▸ **出題内容 1**
以下の記録から、文字列「roof」を含む行をすべて抜き出してください。大文字と小文字は区別します。

▸ **本文抜粋**
* * *

「川下りは楽し・余談」 by 別宮 博一
L<遅ればせながらの初漕ぎ>
例年正月休み中に初漕ぎをしていたが、今年は出そびれてズ
ーっと漕がぬままに3月になってしまった。3月4日の日曜日は4
月中旬の陽気であったので、昼過ぎに後楽園周りで初漕ぎを4
0分程やった。久し振りに漕いでみて、頬で感じる風は誠に心地
よく、後楽園〜JR山陽本線鉄橋間の誰もいない川面を独り占
めにした気分に浸ったら、「ヨーシッ、あしたから毎朝漕ぐぞ!」
と云う気になってしまった。ところが翌日からは、前日の暖かさ
が嘘のように寒くなってしまい、漕ごうという気が全く起こらな
い。
11日の日曜日も晴れてはいたが、気温は低く、風も強いの
で諦めていたが、午後3時頃一寸買い物に行こうと外に出てみ
ると、風が止んでいるように思えたので、すぐ家に入り、準備を
して自宅前の川に出た。4月1日に京橋朝市でのカヌー試乗会
があるのを思い出し、このあたりの事は良く知ってはいるが、現
場の偵察をしておこうと川下に向いて漕いで行ってみたのであ
るが、途中からヤッパリ風が吹きだして寒く、漕ぎ出したのを後
悔した。後で知ったのであるが、岡山カヌークラブ・清流部には、
この日何処かで川遊びをやっていて、転覆してズブ濡れになった
人がいるらしい。死ぬ思いであった事だろう。無事であることに
対しオメデトウと言わねばなるまい。

* * *

座標ラベル付けデータ:

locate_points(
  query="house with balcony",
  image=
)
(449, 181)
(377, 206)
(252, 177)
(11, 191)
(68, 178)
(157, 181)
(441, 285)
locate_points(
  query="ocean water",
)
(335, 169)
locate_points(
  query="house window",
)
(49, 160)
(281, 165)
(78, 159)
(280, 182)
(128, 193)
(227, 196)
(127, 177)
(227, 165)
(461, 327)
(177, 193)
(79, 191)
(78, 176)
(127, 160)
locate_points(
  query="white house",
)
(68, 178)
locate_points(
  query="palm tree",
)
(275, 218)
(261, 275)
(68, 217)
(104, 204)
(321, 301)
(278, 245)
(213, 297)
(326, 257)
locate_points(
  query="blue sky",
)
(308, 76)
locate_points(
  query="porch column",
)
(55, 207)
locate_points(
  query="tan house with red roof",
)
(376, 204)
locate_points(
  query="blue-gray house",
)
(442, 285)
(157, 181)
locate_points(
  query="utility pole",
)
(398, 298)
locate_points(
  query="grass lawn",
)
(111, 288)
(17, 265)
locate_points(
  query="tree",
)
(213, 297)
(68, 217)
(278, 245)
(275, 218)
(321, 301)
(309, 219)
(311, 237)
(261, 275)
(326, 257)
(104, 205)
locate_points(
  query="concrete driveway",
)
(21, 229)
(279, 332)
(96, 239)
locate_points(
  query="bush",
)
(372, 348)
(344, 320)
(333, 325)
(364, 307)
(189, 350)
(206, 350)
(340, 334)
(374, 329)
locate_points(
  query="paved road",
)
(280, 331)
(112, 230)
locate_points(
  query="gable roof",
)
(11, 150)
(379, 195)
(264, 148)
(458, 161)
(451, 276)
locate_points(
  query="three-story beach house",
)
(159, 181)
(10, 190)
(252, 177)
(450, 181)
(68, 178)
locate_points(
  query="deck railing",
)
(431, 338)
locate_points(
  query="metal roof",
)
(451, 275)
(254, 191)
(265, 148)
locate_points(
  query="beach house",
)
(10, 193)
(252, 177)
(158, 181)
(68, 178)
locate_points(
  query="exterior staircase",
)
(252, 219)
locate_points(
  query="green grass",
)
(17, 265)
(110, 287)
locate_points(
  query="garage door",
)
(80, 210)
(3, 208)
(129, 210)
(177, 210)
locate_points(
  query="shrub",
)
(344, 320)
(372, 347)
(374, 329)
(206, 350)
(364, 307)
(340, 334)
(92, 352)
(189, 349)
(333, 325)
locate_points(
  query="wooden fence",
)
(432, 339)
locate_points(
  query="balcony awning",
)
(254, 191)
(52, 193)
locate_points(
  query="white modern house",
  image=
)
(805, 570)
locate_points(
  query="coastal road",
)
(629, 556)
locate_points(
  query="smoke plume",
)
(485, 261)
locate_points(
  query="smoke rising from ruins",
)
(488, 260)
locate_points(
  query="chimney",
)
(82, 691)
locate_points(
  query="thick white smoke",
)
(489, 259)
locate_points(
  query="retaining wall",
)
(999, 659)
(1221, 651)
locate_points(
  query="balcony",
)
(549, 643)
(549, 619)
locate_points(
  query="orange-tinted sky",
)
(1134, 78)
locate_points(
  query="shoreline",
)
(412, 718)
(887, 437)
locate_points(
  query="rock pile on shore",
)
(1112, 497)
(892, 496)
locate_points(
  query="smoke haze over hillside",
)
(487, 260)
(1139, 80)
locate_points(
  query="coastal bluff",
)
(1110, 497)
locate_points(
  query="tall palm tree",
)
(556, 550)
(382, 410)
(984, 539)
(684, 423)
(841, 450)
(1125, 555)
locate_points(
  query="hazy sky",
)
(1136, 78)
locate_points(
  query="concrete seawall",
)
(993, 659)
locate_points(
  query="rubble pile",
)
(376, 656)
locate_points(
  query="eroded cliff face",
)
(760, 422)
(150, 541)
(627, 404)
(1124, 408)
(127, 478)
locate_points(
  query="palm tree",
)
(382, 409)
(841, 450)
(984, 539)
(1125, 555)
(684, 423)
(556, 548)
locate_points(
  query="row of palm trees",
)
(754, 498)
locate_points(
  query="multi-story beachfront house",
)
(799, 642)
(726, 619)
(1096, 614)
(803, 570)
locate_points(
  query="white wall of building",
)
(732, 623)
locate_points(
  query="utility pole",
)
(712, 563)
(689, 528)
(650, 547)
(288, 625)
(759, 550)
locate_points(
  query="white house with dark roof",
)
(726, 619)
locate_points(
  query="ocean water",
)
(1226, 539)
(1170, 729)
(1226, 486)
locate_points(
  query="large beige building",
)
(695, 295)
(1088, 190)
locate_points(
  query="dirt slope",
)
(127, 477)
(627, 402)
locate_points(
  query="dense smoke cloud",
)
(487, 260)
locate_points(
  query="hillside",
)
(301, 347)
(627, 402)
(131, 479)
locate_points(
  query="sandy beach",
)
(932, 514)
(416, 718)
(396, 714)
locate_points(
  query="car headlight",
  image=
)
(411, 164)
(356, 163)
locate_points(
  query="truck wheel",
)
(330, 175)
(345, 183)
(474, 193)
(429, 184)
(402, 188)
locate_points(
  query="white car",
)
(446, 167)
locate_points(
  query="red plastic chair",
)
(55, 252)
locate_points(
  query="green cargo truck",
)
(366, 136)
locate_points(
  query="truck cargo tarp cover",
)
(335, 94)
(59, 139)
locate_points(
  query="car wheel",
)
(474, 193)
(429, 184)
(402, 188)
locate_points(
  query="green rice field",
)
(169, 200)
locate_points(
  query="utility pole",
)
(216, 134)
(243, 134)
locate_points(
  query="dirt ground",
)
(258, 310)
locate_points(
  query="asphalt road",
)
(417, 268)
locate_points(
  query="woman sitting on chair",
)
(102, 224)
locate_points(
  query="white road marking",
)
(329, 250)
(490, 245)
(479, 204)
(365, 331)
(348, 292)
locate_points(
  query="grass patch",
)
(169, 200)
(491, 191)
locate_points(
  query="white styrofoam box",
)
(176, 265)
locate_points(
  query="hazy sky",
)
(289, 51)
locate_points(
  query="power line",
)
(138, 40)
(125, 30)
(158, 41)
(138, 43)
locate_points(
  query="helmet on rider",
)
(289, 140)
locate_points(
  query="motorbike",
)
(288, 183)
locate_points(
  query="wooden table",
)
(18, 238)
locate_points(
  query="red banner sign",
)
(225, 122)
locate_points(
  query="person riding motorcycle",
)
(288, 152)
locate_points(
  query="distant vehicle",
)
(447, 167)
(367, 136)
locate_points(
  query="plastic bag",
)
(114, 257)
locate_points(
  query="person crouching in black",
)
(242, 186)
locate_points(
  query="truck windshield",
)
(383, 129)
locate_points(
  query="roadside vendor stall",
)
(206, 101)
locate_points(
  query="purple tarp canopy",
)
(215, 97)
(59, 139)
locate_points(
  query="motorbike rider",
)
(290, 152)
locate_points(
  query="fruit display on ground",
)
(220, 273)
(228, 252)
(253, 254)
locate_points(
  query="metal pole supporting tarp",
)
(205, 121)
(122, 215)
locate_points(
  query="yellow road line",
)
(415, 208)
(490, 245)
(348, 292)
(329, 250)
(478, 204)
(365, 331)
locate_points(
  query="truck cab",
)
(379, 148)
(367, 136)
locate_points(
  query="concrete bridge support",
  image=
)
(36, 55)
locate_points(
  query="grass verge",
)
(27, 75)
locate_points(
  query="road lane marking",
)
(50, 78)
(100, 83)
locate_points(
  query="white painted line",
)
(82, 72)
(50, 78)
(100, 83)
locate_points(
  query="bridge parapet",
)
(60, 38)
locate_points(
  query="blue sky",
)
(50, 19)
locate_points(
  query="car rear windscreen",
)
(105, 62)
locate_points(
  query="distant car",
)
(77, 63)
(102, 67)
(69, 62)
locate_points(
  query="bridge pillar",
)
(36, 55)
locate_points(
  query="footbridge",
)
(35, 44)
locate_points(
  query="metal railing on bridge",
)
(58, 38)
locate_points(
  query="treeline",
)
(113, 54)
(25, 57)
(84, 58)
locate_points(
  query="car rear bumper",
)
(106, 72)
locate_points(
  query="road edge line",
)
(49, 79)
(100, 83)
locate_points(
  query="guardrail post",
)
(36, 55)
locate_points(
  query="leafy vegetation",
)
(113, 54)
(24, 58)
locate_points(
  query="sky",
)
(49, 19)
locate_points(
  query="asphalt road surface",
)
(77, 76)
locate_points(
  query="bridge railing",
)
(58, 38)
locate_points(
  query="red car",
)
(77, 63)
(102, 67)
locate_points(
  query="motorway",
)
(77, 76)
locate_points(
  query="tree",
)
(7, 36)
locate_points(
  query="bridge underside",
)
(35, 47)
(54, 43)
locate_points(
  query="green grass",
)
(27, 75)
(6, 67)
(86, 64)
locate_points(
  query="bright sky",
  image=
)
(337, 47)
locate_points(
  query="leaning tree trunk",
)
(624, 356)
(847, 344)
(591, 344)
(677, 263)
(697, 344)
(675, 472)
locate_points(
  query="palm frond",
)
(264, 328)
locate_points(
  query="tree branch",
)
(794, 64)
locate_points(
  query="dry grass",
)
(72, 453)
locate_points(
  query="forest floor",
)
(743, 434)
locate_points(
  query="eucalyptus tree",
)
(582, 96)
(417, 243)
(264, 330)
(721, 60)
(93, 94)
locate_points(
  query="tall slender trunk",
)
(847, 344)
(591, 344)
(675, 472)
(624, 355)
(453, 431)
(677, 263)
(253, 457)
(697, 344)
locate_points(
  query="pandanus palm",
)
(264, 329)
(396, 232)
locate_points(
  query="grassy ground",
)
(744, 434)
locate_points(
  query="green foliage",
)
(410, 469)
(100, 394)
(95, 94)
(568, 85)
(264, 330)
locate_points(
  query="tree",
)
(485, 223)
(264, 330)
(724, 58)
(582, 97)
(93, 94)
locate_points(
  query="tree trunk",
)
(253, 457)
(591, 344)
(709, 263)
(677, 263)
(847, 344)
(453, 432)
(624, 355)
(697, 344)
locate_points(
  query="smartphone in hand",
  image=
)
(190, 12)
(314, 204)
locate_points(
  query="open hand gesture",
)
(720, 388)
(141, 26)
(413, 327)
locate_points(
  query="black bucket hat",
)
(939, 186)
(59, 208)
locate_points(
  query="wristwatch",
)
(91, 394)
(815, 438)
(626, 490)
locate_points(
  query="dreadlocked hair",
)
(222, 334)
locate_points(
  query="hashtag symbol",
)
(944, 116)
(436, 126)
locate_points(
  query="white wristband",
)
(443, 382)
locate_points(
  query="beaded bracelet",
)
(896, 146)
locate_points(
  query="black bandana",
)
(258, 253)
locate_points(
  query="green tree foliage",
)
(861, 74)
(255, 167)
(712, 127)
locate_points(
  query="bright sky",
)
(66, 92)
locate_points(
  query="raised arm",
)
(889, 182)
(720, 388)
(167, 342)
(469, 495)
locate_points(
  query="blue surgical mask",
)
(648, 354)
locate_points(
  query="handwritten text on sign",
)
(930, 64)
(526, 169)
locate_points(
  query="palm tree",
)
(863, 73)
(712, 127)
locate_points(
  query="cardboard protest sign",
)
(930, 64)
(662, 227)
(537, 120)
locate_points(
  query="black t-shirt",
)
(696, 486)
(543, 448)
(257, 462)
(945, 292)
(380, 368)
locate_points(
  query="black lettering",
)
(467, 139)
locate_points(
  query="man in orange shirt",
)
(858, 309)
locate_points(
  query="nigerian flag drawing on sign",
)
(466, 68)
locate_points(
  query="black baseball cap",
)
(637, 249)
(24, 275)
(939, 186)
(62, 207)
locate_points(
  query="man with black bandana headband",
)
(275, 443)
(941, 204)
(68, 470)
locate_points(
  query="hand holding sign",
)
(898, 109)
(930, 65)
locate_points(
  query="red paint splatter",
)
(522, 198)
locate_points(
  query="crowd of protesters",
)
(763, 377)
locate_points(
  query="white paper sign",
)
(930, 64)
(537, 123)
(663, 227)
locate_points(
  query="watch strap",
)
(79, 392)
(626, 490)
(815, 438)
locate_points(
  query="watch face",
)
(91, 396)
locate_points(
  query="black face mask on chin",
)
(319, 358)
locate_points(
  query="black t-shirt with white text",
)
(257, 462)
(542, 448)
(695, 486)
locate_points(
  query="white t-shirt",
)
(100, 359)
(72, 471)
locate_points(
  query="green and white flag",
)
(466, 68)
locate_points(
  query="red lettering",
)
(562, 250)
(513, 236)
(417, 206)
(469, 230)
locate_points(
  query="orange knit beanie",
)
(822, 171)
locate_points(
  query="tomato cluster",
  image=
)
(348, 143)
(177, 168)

* * *

▸ **出題内容 2**
上の川下りの文章のうち、「11日の日曜日も晴れてはいたが、気温は低く、風も強いの」から「対しオメデトウと言わねばなるまい。」までを一字も変えずに出力してください。

▸ **期待される出力 1**
  query="tan house with red roof",
  query="gable roof",
  query="metal roof",
  query="white house with dark roof",

▸ **期待される出力 2**
11日の日曜日も晴れてはいたが、気温は低く、風も強いの
で諦めていたが、午後3時頃一寸買い物に行こうと外に出てみ
ると、風が止んでいるように思えたので、すぐ家に入り、準備を
して自宅前の川に出た。4月1日に京橋朝市でのカヌー試乗会
があるのを思い出し、このあたりの事は良く知ってはいるが、現
場の偵察をしておこうと川下に向いて漕いで行ってみたのであ
るが、途中からヤッパリ風が吹きだして寒く、漕ぎ出したのを後
悔した。後で知ったのであるが、岡山カヌークラブ・清流部には、
この日何処かで川遊びをやっていて、転覆してズブ濡れになった
人がいるらしい。死ぬ思いであった事だろう。無事であることに
対しオメデトウと言わねばなるまい。